Aim –
Set down exactly the lines that run from the line with "# test: locate points for every instance of the standing" to the end of the data, and nothing else.

Provided material –
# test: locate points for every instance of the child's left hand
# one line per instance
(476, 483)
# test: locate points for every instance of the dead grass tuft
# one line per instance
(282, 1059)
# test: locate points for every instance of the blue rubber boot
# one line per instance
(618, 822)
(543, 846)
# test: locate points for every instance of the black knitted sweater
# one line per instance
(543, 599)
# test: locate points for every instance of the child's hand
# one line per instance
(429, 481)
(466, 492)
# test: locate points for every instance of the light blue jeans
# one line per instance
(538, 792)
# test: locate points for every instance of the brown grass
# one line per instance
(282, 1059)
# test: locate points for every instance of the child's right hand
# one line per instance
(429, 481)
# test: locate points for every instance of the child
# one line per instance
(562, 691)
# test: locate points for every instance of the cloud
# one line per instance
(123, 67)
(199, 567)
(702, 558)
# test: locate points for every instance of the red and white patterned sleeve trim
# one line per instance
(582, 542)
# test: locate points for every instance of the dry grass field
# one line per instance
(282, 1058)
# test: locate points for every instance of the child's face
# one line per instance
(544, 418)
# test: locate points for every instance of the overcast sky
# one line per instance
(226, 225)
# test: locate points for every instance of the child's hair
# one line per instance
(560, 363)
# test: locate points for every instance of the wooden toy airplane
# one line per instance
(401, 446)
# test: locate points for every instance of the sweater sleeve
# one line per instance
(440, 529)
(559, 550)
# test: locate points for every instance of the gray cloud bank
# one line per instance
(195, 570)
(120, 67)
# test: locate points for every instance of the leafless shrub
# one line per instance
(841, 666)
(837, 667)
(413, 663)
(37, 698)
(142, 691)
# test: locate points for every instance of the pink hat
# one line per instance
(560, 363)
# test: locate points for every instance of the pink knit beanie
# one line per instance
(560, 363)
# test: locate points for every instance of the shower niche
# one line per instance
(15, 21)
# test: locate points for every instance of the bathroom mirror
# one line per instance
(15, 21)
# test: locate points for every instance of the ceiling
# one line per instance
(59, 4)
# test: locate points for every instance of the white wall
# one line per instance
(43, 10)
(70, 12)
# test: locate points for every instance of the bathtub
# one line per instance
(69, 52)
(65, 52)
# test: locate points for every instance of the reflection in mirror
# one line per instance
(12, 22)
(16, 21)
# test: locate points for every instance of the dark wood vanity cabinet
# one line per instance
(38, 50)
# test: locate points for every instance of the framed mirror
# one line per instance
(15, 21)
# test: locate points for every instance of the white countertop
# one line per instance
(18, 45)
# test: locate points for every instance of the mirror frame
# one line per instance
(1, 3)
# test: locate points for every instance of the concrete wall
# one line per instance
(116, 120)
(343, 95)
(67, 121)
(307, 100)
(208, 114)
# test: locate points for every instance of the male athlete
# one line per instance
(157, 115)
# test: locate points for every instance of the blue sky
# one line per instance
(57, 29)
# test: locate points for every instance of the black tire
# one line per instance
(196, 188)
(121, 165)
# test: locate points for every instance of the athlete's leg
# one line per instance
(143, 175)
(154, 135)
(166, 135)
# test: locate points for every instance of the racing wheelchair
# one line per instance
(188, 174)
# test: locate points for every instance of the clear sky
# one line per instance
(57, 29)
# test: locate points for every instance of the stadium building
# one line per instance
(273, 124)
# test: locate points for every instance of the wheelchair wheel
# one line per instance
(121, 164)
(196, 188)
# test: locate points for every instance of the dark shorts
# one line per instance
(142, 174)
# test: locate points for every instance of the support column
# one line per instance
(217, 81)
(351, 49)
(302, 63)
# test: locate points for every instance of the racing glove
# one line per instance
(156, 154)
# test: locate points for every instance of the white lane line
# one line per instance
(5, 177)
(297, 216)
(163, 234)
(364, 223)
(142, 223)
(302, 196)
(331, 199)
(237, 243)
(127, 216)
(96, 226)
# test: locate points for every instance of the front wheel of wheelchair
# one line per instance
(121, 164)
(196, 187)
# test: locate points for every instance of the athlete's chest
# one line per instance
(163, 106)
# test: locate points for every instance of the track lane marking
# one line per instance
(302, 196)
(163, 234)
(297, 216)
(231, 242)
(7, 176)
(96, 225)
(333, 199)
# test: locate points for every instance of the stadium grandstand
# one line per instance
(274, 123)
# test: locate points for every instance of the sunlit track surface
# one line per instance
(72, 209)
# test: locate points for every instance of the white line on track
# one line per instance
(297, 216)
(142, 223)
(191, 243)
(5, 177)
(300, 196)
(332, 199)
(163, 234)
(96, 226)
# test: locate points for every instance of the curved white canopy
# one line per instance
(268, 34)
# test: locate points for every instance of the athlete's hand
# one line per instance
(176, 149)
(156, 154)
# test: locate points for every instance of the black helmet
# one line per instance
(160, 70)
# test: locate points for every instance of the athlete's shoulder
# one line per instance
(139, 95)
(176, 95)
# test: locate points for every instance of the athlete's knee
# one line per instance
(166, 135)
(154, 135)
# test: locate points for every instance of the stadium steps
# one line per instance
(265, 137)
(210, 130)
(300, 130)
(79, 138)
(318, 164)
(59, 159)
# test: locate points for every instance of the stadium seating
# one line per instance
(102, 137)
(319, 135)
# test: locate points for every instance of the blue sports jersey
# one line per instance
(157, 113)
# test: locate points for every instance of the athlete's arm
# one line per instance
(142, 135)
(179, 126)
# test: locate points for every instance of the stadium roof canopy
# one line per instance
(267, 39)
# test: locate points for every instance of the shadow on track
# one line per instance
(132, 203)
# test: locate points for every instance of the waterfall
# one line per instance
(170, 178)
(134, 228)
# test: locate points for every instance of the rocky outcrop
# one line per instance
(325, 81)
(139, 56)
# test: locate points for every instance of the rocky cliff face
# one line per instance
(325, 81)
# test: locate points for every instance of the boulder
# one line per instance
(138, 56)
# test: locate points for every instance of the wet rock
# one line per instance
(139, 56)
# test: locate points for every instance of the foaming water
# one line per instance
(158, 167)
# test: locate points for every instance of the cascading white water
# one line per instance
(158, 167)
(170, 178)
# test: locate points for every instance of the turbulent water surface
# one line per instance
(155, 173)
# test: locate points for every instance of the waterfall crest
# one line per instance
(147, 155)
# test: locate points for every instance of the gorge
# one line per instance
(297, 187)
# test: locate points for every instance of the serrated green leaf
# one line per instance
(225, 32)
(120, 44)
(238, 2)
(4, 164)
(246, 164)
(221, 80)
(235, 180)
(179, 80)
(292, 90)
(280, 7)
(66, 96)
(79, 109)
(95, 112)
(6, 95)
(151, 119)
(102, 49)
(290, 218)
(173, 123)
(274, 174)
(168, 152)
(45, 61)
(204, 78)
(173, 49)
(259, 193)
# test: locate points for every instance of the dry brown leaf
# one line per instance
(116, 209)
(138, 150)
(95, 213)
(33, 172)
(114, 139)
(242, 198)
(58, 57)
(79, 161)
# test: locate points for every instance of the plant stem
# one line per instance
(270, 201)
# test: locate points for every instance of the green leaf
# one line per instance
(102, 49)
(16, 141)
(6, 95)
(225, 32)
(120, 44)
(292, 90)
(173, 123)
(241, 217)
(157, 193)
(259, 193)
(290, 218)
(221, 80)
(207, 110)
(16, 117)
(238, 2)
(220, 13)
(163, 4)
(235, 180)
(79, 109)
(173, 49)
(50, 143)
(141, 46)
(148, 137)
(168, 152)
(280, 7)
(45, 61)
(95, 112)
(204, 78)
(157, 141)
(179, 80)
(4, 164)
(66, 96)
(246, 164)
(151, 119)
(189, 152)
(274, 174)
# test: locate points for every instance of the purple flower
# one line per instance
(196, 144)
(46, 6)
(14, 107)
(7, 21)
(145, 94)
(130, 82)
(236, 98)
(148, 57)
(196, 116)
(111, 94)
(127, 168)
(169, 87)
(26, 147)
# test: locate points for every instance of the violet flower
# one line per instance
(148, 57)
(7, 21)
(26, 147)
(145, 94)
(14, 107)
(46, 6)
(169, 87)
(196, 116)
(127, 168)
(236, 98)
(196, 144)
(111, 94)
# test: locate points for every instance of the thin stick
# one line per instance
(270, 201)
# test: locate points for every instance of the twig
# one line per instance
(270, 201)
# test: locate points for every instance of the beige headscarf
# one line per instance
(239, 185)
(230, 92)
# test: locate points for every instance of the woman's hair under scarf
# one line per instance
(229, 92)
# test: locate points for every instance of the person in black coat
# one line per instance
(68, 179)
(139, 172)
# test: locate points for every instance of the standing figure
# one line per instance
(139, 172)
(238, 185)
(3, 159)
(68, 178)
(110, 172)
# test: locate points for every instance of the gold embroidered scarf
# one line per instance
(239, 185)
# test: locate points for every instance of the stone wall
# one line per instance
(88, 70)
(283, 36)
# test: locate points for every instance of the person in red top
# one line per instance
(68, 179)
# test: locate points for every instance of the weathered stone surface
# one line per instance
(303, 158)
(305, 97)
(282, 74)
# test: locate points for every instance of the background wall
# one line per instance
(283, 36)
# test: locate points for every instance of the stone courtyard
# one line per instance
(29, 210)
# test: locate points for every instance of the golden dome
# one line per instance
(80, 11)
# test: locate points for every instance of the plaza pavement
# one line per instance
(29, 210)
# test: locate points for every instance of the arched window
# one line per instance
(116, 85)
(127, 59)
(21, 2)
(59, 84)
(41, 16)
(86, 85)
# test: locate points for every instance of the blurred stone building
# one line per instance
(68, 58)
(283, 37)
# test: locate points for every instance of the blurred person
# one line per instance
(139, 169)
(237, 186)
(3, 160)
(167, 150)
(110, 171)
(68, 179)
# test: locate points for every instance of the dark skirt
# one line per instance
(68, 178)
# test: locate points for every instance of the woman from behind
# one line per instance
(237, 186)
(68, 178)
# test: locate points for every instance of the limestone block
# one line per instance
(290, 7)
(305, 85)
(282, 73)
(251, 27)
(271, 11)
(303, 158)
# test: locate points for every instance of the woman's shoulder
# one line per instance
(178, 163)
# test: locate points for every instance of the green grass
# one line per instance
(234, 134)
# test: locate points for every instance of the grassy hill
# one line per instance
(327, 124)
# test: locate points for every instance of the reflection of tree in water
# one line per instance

Reply to the task –
# test: locate points for every instance of the standing figure
# one line per instance
(139, 172)
(238, 185)
(3, 159)
(68, 178)
(110, 172)
# test: locate points for every instance of the gold embroidered scarf
# one line per instance
(239, 185)
# test: locate points for every instance of the stone wall
# one line per instance
(88, 70)
(283, 36)
# test: locate points for every instance of the person in red top
# one line per instance
(68, 179)
# test: locate points for every instance of the weathered stone surface
# one line per instance
(303, 158)
(305, 97)
(282, 74)
# test: locate points for every instance of the background wall
# one line per instance
(283, 36)
# test: locate points for every instance of the stone courtyard
# one line per instance
(29, 210)
# test: locate points for every instance of the golden dome
# one line per instance
(80, 11)
# test: locate points for every instance of the plaza pavement
# one line per instance
(29, 210)
# test: locate points for every instance of the arched window
# one line per instance
(116, 85)
(127, 59)
(21, 2)
(59, 84)
(41, 16)
(86, 85)
# test: locate points for every instance of the blurred stone building
# one line per instance
(68, 58)
(283, 37)
# test: locate points for every instance of the blurred person
# one line per instance
(139, 169)
(237, 186)
(3, 160)
(167, 150)
(110, 171)
(68, 179)
# test: locate points for every instance of the dark skirt
# one line per instance
(68, 178)
# test: locate points for every instance of the woman from behind
# one line per instance
(237, 186)
(68, 178)
# test: locate points for every instance of the limestone block
# one line per instance
(290, 7)
(305, 85)
(282, 73)
(251, 27)
(271, 11)
(303, 158)
# test: locate points for every instance of the woman's shoulder
# one line per instance
(178, 163)
# test: locate points for every instance of the green grass
# one line per instance
(234, 134)
# test: locate points for every instance of the grassy hill
# one line per instance
(327, 124)
# test: locate points for every instance of the reflection of tree in water
# one line per instance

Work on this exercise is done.